▶ _Vos consignes_:
Reprenez le texte sur les ateliers sandwich d’INTERACT à UniLaSalle et prolongez-le à la suite de sa dernière phrase.

▶ _Texte fourni_:

===============

À UniLaSalle, plusieurs enseignants-chercheurs font état d’un manque d’interactions centrées sur la recherche entre les SHS et les STI ainsi qu’entre les membres d’INTERACT. Ils regrettent que les réunions mensuelles d’INTERACT restent seulement « administratives ». Pour Maryem Cherni, « c’est la première chose que j’ai remarqué quand je suis arrivé, il n’y a pas d’ateliers. Il y a des réunions mais pas d’ateliers et ce n’est pas pareil ». Pour pallier cela, depuis la rentrée 2015, Maryem Cherni a mis en place un « atelier sandwich » au sein d’INTERACT. Puisque les enseignants-chercheurs n’ont pas de temps pour se rencontrer, l’atelier sandwich convie les membres d’INTERACT pendant la pause déjeuner. Chacun amène son sandwich et un membre de l’équipe ou un invité extérieur présente un travail en cours avant d’ouvrir la discussion. Si tout le monde reconnaît que la mise en place de ces ateliers va dans le bon sens et permet à chacun de mieux connaître et comprendre les travaux de ces collègues, pour certains il faudrait aller plus loin et réfléchir à des questions « méta » sur l’identité du groupe. C’est au travail, à travers les thèmes propres à chacun des ateliers que s’établissent les convergences et synergies. Néanmoins, les discussions font aussi comprendre qu’une dynamique minimale simplement multidisciplinaire ne suffit pas à elle seule à fédérer un groupe.

===============

Enregistrements du jeu de données de pointage:
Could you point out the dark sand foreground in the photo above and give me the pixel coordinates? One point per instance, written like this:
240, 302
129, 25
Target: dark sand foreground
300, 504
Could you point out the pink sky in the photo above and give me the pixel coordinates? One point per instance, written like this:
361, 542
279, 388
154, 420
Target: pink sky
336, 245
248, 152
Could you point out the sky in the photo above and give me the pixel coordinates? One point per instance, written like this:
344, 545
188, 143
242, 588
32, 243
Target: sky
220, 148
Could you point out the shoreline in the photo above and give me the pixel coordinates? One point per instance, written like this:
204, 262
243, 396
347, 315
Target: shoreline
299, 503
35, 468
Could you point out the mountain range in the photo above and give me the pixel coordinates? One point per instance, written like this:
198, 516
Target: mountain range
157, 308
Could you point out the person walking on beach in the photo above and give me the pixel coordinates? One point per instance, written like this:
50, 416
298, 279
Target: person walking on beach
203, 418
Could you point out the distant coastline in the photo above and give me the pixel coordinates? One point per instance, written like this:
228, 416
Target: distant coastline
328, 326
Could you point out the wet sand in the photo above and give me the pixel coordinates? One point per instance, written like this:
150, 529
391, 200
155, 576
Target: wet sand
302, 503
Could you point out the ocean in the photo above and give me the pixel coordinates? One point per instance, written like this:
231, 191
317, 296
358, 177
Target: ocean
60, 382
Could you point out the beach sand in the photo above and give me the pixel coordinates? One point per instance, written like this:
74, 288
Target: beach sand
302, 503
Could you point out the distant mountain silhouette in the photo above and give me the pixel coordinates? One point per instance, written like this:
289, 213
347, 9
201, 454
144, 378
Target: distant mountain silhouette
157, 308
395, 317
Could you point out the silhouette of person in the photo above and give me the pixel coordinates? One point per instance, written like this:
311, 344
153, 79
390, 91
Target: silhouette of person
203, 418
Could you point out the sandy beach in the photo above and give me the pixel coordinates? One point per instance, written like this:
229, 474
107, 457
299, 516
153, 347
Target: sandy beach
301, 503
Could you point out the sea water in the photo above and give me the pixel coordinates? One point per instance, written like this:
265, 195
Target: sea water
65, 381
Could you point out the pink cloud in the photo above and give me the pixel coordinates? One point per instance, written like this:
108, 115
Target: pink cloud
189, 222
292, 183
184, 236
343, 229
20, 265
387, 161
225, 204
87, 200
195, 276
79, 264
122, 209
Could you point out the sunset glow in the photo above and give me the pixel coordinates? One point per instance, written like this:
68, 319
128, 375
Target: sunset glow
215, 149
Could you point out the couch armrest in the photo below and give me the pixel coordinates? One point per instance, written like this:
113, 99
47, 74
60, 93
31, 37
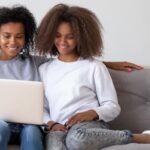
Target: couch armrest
133, 90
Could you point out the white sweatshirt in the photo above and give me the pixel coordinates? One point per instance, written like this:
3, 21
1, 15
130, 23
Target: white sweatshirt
72, 87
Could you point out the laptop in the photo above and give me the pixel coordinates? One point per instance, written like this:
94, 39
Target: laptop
21, 101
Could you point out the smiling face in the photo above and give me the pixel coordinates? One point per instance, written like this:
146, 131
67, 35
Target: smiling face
12, 40
65, 41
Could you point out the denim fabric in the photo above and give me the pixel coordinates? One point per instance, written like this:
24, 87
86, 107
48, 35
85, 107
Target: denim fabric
92, 135
30, 136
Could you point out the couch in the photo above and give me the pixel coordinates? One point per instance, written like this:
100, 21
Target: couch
133, 91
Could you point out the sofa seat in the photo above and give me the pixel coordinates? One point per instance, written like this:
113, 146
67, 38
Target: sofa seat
133, 90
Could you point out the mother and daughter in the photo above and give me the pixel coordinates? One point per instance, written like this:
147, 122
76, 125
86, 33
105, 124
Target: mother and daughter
80, 96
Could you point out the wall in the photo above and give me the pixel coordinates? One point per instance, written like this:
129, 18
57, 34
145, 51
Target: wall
126, 25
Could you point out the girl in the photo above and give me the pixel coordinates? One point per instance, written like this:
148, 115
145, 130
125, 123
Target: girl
17, 29
80, 95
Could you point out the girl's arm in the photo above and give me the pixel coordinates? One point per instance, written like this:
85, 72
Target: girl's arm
123, 66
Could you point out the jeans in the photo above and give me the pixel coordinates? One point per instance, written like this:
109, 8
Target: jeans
92, 135
30, 137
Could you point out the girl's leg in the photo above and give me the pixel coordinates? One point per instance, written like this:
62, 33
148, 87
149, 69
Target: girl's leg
56, 140
31, 138
95, 135
4, 135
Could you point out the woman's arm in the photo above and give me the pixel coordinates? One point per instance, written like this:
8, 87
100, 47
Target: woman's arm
123, 66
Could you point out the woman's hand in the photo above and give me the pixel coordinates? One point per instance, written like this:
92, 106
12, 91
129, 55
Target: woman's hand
54, 126
81, 117
124, 66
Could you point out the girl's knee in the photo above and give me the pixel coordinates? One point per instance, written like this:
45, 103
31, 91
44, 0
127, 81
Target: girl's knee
75, 140
31, 131
4, 130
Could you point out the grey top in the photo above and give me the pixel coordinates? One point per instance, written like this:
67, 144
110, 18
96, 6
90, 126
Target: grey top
21, 69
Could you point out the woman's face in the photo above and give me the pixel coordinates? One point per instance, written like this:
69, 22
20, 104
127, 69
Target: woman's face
65, 41
12, 40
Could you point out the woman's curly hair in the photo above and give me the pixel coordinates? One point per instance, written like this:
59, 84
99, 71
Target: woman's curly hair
86, 27
20, 14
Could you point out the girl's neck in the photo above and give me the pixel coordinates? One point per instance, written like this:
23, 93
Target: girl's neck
66, 58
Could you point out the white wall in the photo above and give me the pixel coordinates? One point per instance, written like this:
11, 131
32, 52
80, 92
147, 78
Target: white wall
126, 25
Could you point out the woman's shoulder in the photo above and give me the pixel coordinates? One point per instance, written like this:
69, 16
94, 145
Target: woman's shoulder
96, 62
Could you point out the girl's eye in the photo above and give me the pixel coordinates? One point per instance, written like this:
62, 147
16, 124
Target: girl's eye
71, 37
6, 36
19, 37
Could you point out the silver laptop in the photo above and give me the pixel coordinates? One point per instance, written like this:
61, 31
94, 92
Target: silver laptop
21, 101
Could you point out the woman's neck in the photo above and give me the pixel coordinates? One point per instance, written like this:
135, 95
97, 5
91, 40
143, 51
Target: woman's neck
68, 58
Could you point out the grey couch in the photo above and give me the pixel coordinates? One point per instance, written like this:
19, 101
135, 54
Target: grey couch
133, 91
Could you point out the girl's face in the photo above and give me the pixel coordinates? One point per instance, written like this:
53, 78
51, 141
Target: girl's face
12, 40
65, 41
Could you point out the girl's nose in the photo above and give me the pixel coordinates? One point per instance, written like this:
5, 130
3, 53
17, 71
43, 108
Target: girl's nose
13, 40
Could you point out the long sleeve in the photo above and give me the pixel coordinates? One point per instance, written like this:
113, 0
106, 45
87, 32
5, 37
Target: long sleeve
106, 94
46, 114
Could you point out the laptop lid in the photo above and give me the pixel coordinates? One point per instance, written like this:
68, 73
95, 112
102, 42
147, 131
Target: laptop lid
21, 101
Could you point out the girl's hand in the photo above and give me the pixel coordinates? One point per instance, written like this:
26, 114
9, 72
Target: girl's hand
81, 117
59, 127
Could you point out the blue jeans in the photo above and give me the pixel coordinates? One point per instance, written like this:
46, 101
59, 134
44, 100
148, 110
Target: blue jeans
92, 135
30, 137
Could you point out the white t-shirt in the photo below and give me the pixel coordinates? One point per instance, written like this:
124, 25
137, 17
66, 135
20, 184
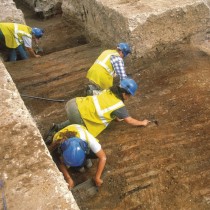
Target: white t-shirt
93, 143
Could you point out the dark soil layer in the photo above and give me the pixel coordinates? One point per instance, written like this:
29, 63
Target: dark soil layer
157, 167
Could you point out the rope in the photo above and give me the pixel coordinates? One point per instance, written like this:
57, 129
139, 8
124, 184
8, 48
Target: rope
42, 98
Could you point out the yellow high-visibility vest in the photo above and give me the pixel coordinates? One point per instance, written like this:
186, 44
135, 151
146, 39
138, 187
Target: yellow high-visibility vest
13, 33
80, 132
101, 72
96, 110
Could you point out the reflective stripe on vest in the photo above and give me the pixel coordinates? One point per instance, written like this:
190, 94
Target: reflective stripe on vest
101, 112
16, 32
103, 64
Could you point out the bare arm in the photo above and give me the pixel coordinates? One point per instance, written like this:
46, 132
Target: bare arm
32, 53
101, 164
135, 122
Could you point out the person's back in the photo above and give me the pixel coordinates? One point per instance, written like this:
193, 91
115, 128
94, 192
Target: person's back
107, 66
96, 110
101, 72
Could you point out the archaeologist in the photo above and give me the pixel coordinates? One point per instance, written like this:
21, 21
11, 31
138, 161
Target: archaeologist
108, 65
74, 146
18, 37
96, 112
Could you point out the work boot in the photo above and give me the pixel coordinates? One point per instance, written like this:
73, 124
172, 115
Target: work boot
52, 131
88, 163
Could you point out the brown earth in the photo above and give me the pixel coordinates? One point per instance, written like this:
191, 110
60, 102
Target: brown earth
157, 167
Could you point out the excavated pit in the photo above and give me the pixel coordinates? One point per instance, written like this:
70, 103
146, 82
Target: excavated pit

===============

▶ _Le résultat_:
Toujours sur la vie collective, on constate une forte corrélation à COSTECH entre questions organisationnelles, questions administratives et questions de recherche. Par exemple, quand il a fallu commencer à préparer le rapport HCERES en vue de l’évaluation de l’unité en novembre 2016, les positions étaient partagées. Certains chercheurs voyaient d’abord cela comme une corvée administrative qui allait empiéter sur le temps de recherche. Pour le comité de direction du laboratoire COSTECH, il fallait prendre la chose par son bon côté et profiter de cette occasion pour faire un travail collectif d’auto-analyse et de projection non distinct, bien au contraire, des questions de recherche. À travers les réunions d’équipe et l’AG annuelle du laboratoire, le rapport est devenu une question de recherche en elle-même. Finalement c’est tout le collectif qui s’est pris au jeu au-delà de la division du travail qu’impliquait la rédaction du document. À tel point qu’en privilégiant le contenu sur la formalité administrative, COSTECH a finalement produit un document trop long et donc pas dans les normes. Autre exemple : à l’AG COSTECH de juin 2016, les doctorants ont émis le souhait d’être mieux informés sur les aspects relationnels et pratiques de la condition de doctorant, qui a été amenée à changer suite à la réforme du contrat doctoral rentrant en application en septembre 2016. Au terme de ces échanges, et au-delà des dispositions liées aux obligations réglementaires de la réforme, COSTECH a décidé de faire de cette question un thème à part entière d’un des prochains séminaires transversaux.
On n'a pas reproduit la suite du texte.